▶ _Assignment_: Report only the number of lines in this material that include "face".

▶ _Exercise inputs_:

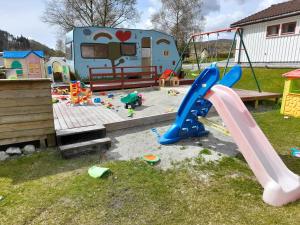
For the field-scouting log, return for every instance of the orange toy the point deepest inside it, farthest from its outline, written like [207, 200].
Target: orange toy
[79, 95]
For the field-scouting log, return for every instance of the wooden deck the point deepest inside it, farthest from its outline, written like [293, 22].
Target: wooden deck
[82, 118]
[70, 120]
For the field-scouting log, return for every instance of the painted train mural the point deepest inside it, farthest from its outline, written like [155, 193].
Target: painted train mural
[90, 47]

==

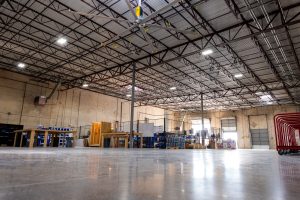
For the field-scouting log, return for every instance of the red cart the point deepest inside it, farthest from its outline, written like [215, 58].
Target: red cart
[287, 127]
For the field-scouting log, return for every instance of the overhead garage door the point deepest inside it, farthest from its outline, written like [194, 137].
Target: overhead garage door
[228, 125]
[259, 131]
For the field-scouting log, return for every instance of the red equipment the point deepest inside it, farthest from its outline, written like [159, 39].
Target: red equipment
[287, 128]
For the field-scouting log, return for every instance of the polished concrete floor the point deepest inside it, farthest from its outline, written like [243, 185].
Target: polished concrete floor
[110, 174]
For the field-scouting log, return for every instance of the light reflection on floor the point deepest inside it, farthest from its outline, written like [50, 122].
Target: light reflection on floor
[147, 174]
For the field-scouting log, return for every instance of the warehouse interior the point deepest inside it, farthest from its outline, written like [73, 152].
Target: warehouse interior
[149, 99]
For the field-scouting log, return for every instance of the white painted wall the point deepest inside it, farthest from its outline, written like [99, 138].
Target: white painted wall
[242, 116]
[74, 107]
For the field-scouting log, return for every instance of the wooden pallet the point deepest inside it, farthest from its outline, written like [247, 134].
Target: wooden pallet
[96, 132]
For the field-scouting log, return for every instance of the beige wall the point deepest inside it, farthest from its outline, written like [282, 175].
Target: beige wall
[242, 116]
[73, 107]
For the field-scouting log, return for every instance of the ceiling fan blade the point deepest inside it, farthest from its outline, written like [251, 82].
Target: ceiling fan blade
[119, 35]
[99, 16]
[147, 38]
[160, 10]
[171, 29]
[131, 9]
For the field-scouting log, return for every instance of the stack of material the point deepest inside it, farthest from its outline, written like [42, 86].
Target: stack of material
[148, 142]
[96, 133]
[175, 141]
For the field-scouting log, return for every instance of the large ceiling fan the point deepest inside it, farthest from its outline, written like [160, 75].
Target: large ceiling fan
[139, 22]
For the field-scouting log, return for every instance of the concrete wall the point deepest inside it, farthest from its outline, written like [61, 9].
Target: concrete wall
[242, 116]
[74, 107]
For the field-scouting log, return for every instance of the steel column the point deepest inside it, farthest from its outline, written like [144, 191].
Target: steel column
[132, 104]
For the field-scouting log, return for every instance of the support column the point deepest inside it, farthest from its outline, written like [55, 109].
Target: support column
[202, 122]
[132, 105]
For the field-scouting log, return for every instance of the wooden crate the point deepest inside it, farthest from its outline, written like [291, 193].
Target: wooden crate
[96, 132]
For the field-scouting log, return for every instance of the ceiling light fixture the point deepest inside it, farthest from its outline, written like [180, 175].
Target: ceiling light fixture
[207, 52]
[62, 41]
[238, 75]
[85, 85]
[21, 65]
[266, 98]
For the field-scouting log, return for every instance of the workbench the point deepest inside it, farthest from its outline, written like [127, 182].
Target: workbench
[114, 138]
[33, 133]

==

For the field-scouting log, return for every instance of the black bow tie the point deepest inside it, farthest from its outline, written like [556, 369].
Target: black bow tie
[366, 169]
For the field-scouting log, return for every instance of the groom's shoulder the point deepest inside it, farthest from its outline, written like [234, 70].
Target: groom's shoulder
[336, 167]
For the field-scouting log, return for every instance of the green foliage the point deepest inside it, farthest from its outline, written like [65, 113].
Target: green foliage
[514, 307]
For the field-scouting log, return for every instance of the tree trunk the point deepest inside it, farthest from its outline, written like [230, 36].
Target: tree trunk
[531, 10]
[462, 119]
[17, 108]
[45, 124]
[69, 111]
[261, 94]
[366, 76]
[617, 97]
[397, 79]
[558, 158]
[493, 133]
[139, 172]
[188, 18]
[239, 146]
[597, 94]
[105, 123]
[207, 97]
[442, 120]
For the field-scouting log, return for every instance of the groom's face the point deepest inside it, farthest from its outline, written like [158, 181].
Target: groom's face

▶ _Solution to the problem_: 2